*** Opening of DATA FOR REVIEW ***

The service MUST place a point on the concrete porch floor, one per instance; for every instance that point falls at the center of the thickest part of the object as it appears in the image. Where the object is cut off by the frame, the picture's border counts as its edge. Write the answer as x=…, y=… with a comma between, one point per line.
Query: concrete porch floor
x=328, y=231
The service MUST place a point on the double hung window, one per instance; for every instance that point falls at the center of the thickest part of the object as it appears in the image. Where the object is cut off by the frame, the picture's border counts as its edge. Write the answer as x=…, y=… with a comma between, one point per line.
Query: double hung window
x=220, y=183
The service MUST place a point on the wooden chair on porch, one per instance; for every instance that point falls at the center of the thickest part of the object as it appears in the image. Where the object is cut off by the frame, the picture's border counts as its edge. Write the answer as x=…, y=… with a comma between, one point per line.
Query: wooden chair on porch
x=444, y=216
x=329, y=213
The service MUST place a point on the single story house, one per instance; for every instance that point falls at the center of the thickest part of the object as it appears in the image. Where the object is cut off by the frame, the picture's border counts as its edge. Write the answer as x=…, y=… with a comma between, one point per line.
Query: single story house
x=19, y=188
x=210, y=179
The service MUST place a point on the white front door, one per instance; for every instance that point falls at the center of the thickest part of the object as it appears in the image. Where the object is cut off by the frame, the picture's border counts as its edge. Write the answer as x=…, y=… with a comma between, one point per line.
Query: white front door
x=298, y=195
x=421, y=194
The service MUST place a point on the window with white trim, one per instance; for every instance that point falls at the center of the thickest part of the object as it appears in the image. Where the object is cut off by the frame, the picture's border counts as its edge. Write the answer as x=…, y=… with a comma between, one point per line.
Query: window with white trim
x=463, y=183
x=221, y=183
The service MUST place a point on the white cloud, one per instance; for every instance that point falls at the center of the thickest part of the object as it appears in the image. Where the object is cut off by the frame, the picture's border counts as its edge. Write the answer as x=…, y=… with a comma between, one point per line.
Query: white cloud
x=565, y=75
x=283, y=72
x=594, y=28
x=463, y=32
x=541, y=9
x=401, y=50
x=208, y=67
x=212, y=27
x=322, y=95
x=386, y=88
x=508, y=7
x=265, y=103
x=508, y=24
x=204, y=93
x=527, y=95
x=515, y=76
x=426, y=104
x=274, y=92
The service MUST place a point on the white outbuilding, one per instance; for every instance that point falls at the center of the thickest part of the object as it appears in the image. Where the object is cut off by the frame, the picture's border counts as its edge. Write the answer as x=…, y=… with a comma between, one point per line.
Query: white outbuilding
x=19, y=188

*** Close of DATA FOR REVIEW ***

## BRIEF
Could you print, word for word, the line containing "The service MUST place a point on the white outbuilding, one" and every line after it through the end of the records, and nothing else?

## RESULT OF THE TASK
The service MUST place a point on the white outbuilding, one per instance; for every instance that point falls at the center of the thickest part of the object as it appears in the image. Where the object is cut off by the frame, the picture's border counts as its edge. Write the answer as x=…, y=… with a comma between, one point per line.
Query: white outbuilding
x=19, y=188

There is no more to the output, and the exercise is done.